What needs to be done>
What lines of the listing below contain the word "person"? Copy each of them out.

Material provided>
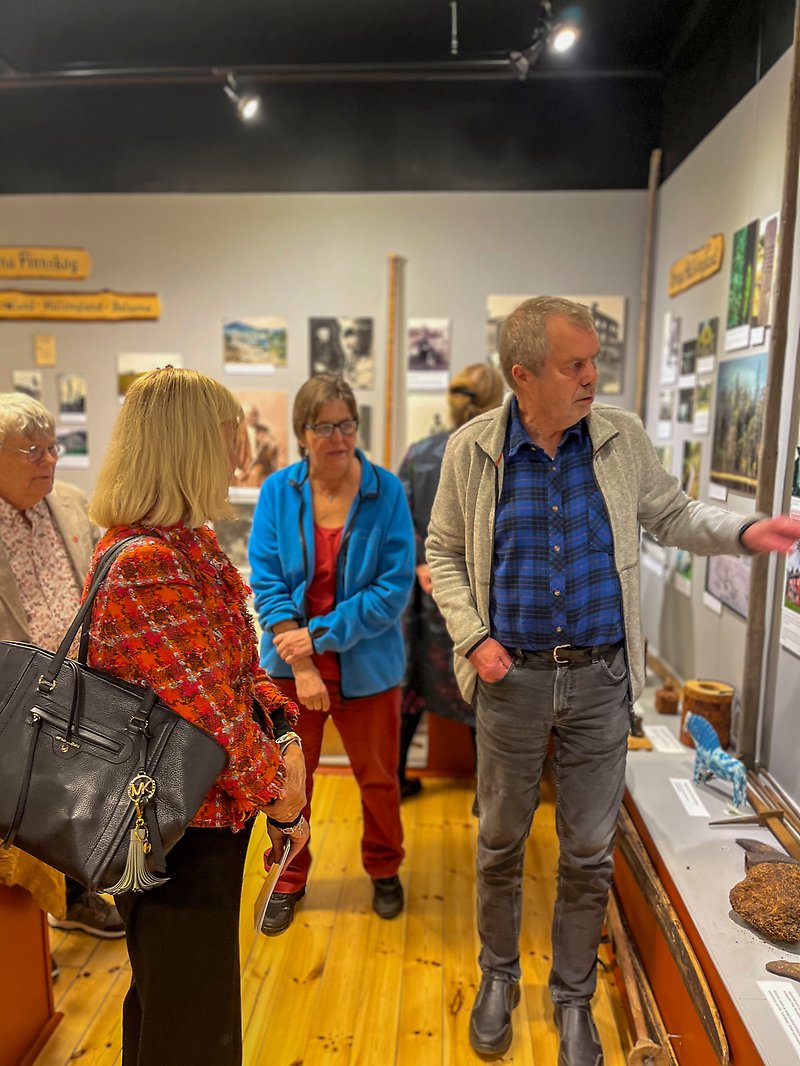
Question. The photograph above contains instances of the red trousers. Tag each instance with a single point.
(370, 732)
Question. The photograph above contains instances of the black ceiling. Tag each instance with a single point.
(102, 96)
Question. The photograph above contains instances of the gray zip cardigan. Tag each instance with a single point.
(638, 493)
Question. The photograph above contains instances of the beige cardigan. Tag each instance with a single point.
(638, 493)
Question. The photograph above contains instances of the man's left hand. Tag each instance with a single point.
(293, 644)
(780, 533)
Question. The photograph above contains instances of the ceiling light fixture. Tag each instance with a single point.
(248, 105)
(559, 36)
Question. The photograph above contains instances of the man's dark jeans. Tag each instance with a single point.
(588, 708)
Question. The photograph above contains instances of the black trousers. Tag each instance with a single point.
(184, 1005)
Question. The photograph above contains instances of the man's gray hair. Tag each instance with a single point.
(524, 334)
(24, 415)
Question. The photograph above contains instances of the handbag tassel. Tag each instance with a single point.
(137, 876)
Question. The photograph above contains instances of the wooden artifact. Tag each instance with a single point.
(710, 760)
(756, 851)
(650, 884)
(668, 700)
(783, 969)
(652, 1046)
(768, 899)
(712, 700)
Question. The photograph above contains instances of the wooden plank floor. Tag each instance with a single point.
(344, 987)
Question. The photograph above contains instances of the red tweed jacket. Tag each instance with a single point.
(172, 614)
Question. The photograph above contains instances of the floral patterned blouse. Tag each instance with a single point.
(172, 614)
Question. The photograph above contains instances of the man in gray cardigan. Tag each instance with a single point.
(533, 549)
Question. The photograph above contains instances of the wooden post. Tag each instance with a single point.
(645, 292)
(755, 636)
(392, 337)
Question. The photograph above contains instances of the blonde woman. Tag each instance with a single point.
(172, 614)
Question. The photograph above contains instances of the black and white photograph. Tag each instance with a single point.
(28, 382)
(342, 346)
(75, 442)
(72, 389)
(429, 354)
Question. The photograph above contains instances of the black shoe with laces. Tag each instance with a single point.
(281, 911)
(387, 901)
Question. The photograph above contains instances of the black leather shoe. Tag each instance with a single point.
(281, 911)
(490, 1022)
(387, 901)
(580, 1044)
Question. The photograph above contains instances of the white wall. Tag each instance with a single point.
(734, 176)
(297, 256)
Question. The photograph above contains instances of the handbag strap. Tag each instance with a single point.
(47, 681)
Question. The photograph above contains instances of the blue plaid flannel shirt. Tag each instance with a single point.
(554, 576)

* * *

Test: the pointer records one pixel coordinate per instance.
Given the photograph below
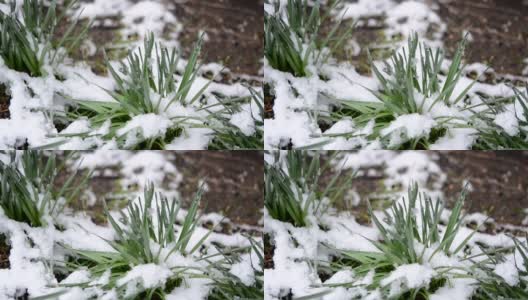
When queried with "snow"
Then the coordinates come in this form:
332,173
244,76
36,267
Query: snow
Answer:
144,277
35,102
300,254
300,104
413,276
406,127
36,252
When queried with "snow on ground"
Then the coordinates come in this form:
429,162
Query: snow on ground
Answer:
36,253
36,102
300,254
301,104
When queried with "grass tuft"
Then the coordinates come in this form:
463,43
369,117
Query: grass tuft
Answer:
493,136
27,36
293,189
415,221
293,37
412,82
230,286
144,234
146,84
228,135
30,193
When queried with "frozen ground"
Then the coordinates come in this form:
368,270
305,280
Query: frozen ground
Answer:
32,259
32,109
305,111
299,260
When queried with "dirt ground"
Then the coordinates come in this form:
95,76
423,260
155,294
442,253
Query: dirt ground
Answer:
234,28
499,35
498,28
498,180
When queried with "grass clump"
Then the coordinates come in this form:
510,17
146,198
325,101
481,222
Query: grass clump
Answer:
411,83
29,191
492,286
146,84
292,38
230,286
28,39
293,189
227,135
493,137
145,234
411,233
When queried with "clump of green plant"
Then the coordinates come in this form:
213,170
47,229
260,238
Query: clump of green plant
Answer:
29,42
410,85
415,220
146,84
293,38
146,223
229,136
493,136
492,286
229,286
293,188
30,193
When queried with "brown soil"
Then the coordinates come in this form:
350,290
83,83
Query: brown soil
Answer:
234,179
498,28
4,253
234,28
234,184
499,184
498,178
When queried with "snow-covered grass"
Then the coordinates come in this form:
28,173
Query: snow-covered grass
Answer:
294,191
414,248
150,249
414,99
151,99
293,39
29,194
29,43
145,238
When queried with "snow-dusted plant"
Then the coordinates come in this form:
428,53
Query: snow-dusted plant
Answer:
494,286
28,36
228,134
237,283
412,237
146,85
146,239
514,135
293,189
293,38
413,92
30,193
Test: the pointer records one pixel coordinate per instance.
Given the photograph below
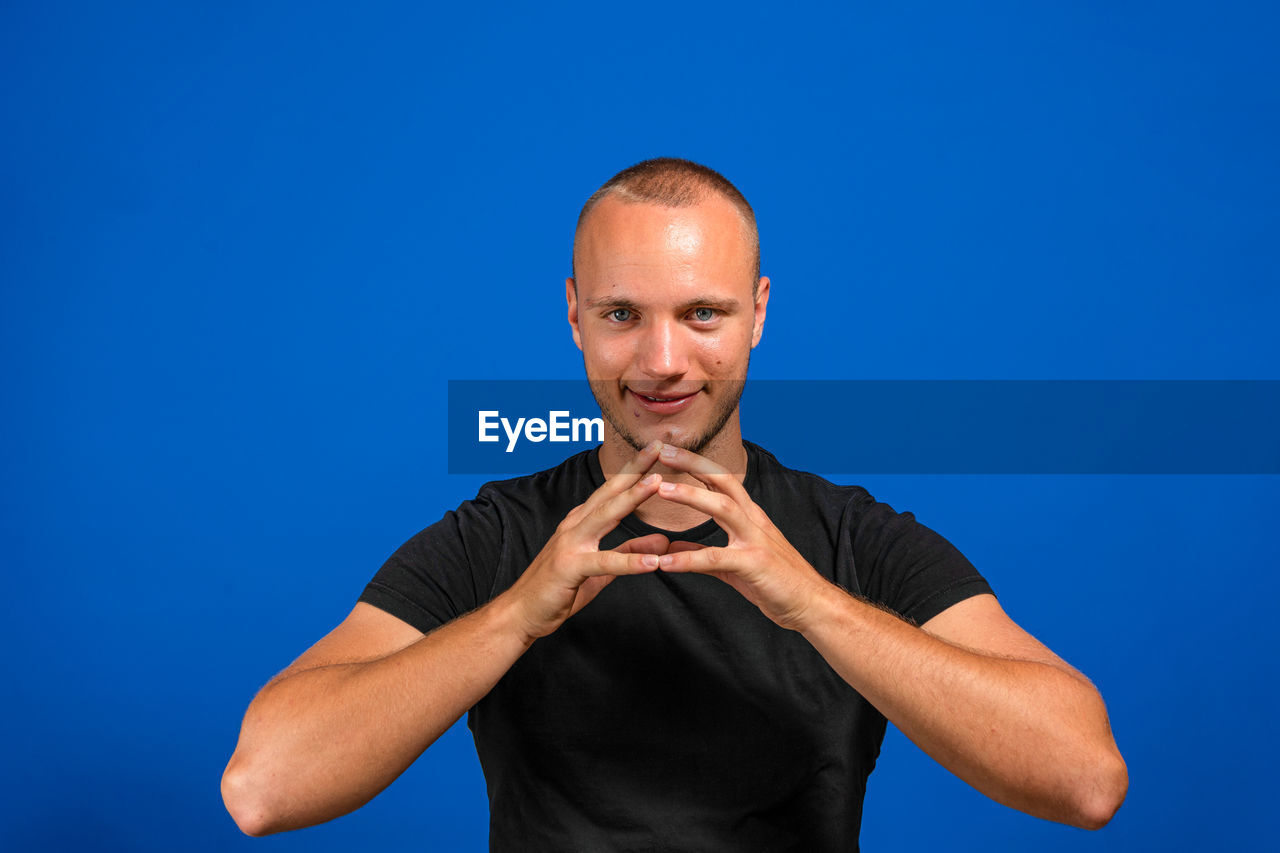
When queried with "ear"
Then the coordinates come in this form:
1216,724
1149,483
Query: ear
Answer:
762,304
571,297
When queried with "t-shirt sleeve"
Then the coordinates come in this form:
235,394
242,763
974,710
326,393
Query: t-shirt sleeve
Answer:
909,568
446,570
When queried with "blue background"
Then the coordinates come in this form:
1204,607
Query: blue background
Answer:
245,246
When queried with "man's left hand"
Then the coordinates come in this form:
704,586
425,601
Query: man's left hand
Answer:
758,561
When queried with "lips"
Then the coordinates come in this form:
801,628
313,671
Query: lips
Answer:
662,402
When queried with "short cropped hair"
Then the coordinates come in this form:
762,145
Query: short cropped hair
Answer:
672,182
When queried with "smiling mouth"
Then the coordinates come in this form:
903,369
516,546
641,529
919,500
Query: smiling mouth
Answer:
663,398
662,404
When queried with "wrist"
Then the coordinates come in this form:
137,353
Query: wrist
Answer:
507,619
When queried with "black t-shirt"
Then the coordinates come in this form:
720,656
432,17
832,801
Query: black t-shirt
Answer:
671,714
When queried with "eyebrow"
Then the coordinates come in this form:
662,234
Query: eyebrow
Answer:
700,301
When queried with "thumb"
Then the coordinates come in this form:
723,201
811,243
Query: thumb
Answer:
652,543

--

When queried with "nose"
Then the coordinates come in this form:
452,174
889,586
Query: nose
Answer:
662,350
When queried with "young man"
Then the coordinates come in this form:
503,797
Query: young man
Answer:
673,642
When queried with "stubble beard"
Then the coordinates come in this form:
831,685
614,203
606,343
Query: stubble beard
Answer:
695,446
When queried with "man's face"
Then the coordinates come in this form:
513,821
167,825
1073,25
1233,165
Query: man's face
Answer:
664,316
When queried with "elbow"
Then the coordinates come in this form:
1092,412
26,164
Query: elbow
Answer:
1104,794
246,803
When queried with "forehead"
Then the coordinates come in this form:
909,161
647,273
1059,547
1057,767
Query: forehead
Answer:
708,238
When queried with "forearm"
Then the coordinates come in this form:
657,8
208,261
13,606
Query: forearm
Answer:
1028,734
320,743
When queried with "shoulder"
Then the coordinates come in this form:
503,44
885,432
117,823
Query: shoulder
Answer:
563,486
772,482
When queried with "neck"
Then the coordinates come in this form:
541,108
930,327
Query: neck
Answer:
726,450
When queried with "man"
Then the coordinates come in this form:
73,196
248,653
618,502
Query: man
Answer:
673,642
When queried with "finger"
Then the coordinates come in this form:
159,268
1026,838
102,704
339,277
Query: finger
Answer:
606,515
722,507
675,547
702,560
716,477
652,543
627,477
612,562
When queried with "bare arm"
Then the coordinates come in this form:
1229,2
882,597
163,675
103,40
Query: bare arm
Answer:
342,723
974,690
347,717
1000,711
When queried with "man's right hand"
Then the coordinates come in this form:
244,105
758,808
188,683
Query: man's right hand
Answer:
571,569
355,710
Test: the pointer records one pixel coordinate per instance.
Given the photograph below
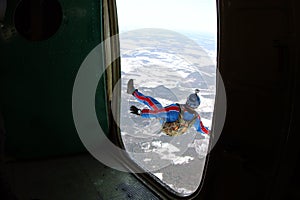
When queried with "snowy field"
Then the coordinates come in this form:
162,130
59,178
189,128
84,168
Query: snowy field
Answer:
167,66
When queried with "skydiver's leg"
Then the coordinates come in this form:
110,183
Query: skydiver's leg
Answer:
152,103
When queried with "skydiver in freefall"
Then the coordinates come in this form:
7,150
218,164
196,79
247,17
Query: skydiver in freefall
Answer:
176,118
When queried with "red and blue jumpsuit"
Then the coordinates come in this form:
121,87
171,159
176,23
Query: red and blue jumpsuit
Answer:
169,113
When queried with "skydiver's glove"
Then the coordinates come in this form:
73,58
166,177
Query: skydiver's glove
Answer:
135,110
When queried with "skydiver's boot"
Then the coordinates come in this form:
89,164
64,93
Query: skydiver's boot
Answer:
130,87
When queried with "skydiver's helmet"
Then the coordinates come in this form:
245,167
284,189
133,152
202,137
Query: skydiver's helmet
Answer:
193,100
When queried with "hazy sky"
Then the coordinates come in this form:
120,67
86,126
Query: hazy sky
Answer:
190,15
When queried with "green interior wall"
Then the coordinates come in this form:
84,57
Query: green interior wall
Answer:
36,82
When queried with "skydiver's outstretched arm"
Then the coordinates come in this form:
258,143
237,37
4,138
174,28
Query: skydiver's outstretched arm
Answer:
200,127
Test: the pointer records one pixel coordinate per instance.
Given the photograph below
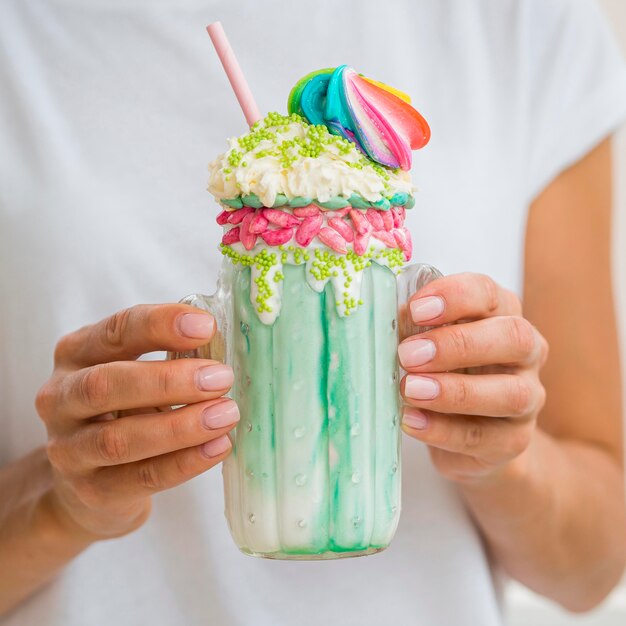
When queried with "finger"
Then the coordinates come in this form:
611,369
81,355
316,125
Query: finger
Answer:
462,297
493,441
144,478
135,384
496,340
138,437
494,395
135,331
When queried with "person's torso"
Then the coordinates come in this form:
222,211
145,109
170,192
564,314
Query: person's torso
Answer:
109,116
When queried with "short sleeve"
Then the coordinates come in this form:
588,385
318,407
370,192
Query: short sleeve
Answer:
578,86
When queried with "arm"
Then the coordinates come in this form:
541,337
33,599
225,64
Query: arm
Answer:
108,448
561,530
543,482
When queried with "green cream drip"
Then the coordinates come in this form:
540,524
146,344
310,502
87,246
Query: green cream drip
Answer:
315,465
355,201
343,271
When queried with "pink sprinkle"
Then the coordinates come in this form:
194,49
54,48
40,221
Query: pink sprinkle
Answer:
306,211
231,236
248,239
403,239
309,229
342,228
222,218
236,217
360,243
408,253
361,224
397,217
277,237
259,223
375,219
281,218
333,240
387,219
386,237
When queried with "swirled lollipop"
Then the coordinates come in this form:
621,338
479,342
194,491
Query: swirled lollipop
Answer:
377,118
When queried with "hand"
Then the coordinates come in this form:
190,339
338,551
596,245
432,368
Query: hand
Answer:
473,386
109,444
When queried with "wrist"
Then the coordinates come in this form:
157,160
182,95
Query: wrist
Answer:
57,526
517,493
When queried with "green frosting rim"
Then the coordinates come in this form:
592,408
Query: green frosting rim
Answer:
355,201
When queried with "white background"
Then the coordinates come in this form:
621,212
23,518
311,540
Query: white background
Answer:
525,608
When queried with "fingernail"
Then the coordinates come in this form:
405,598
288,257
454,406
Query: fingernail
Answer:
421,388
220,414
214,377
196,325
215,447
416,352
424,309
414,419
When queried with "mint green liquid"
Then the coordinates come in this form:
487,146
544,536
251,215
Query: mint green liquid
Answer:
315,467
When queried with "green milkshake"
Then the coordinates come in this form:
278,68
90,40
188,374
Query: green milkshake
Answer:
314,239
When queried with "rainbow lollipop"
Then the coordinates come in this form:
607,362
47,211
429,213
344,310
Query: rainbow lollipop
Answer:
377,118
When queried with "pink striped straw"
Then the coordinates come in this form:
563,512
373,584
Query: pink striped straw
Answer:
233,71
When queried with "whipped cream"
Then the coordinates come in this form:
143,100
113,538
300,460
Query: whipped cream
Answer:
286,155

Written response>
When queried with "person's torso"
Query: person's torso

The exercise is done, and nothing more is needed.